[What this task involves] Give back an exact copy of the lines in the records below, from the line that has "Every instance of the black cleat" through the line that has "Every instance of the metal", and nothing besides.

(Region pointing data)

=== Section Start ===

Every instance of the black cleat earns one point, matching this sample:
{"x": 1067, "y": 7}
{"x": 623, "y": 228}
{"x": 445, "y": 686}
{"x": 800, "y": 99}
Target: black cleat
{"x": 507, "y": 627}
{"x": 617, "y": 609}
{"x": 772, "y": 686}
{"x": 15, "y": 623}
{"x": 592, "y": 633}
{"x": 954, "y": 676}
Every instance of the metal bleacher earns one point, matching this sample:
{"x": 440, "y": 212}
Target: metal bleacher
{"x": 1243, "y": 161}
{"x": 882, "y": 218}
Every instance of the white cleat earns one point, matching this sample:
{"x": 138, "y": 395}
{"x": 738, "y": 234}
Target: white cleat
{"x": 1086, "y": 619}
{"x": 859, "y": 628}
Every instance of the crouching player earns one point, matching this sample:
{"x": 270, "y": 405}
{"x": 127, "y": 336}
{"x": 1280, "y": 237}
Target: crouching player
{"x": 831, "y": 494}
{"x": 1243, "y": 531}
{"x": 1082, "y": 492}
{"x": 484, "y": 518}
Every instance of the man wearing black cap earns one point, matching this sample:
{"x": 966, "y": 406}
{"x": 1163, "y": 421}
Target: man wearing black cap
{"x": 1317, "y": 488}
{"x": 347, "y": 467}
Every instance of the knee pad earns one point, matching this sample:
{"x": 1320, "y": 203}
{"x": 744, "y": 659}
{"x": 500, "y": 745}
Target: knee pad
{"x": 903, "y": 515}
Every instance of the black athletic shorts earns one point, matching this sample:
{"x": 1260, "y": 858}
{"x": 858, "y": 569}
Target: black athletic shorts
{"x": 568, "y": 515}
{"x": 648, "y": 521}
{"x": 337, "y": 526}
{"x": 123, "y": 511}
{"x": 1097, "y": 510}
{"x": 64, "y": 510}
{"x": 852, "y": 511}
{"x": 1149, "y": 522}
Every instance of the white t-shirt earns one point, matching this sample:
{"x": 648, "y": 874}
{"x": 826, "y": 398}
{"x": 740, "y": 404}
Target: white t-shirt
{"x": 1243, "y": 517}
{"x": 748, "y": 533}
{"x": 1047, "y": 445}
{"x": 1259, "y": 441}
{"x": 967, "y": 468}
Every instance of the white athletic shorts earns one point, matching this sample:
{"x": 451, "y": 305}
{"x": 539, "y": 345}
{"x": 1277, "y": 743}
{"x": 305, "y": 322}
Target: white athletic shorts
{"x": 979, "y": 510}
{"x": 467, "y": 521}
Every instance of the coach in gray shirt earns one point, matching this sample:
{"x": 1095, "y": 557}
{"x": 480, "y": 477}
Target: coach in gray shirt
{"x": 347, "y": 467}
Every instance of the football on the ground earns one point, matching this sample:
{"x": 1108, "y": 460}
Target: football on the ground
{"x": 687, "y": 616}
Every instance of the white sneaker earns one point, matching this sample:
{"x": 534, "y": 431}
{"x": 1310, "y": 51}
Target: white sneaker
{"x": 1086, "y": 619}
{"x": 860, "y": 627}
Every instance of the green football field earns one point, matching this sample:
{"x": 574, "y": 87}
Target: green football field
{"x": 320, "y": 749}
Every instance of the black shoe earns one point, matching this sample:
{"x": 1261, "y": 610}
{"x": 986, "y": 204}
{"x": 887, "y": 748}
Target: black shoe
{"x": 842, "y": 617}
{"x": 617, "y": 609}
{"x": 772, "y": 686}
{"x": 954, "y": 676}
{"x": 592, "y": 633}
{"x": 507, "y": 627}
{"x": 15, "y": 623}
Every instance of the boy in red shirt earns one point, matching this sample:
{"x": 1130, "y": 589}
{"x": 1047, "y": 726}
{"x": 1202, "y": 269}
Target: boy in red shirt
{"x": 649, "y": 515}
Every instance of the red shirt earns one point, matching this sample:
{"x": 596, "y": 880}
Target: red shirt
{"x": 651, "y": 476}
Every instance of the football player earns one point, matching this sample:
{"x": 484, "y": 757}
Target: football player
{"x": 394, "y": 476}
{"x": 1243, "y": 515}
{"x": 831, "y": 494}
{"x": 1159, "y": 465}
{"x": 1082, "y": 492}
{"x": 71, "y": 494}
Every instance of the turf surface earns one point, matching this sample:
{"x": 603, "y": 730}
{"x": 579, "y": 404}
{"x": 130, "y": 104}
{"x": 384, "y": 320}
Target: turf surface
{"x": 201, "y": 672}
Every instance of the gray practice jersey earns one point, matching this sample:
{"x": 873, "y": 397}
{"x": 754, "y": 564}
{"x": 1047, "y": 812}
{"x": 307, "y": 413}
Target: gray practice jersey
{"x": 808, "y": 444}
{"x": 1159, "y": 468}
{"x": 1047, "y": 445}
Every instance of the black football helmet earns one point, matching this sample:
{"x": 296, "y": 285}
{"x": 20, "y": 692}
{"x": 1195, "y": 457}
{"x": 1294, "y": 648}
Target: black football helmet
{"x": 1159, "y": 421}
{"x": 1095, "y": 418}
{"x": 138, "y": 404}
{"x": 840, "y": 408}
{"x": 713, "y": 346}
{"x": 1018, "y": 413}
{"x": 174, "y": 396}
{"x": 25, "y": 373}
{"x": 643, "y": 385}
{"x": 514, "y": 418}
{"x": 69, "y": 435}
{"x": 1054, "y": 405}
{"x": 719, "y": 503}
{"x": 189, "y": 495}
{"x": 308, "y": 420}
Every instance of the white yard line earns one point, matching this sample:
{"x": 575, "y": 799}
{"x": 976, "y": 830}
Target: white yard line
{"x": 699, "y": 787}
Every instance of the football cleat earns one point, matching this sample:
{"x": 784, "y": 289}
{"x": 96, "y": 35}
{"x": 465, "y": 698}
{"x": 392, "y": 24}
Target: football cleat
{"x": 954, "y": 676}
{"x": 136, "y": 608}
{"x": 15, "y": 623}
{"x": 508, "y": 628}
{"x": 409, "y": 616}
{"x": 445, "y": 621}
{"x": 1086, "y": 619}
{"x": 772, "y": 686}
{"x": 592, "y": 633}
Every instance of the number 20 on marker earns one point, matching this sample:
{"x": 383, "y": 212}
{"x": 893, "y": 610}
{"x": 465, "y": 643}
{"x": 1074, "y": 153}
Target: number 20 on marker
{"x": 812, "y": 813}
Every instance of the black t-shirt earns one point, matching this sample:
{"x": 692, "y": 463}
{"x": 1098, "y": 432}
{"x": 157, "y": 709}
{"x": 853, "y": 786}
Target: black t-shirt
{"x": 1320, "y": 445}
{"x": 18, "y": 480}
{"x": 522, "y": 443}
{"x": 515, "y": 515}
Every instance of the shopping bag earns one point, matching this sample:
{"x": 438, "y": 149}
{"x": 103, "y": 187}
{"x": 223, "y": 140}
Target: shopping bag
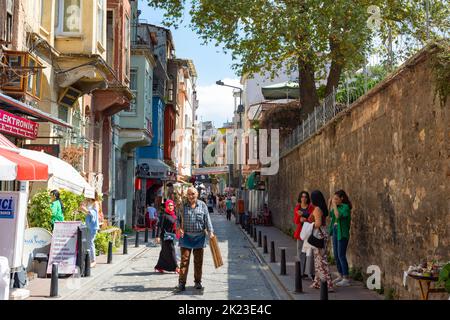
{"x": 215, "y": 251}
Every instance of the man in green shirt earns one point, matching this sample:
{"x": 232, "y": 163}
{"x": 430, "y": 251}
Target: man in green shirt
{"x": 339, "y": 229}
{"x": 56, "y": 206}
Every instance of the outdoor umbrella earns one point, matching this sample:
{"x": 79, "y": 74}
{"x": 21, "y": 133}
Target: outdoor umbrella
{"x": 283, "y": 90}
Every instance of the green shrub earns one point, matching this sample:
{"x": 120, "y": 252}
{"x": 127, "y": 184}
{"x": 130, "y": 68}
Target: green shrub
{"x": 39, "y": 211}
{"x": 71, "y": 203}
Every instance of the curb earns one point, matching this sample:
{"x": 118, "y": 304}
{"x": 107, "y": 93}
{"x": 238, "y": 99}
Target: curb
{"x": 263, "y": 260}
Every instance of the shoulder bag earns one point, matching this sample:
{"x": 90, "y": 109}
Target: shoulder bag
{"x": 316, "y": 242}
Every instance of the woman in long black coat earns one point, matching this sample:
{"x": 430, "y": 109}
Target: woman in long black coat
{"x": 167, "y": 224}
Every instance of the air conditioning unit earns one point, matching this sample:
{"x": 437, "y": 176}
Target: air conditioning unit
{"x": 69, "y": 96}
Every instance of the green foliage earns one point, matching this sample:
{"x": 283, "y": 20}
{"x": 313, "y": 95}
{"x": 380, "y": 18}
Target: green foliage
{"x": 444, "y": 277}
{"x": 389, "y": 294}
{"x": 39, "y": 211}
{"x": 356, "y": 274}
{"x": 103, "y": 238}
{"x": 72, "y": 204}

=== Section End ===
=== Section Start ===

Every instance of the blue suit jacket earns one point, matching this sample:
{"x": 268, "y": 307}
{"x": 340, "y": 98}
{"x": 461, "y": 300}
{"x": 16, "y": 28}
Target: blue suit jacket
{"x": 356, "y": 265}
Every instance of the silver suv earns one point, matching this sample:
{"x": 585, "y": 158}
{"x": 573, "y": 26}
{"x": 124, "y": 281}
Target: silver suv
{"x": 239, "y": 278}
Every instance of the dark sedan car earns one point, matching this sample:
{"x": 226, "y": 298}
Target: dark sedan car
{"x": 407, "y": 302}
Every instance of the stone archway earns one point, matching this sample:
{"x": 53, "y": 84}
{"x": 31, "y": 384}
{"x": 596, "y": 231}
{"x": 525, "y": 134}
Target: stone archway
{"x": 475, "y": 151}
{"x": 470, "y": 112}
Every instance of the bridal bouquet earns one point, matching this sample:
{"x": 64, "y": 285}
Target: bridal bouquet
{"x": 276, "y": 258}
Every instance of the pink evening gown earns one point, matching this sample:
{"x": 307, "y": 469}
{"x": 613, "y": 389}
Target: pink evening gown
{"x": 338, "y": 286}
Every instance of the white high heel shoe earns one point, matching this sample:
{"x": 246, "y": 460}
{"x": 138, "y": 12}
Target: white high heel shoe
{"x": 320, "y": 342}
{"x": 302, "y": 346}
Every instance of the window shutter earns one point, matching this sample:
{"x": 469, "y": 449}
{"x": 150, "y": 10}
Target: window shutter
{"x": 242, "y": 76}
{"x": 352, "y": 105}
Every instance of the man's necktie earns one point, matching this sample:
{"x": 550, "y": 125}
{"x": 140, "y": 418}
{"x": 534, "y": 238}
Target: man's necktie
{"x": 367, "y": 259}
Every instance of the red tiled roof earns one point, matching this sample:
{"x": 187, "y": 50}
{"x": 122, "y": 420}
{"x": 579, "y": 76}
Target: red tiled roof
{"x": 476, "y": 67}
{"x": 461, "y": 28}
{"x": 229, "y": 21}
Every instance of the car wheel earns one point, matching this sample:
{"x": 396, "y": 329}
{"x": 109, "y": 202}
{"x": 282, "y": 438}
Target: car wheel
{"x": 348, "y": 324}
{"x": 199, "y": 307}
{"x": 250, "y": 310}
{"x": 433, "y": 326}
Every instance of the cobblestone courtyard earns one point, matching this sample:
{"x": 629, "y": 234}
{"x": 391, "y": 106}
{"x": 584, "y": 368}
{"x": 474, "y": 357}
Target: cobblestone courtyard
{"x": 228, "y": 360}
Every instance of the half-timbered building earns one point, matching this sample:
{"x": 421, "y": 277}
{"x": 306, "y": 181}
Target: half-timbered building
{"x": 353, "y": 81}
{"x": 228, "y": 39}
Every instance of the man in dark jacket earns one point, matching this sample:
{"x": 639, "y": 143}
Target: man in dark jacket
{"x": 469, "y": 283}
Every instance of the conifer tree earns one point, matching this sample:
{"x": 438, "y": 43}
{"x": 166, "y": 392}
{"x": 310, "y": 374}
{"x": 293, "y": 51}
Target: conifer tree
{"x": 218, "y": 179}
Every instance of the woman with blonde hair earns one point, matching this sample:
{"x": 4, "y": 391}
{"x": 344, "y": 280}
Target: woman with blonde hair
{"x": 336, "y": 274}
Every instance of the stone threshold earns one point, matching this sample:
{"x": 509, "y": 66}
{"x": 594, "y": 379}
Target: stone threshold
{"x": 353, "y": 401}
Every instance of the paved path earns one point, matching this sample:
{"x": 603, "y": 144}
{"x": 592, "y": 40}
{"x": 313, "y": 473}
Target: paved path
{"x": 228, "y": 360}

=== Section End ===

[Task response]
Every instance of the black cleat earns one point, matching this sample:
{"x": 1067, "y": 7}
{"x": 623, "y": 228}
{"x": 445, "y": 686}
{"x": 800, "y": 99}
Target: black cleat
{"x": 507, "y": 627}
{"x": 617, "y": 609}
{"x": 772, "y": 686}
{"x": 15, "y": 623}
{"x": 592, "y": 633}
{"x": 954, "y": 676}
Every instance of the metal bleacher earns one point, matching this sample:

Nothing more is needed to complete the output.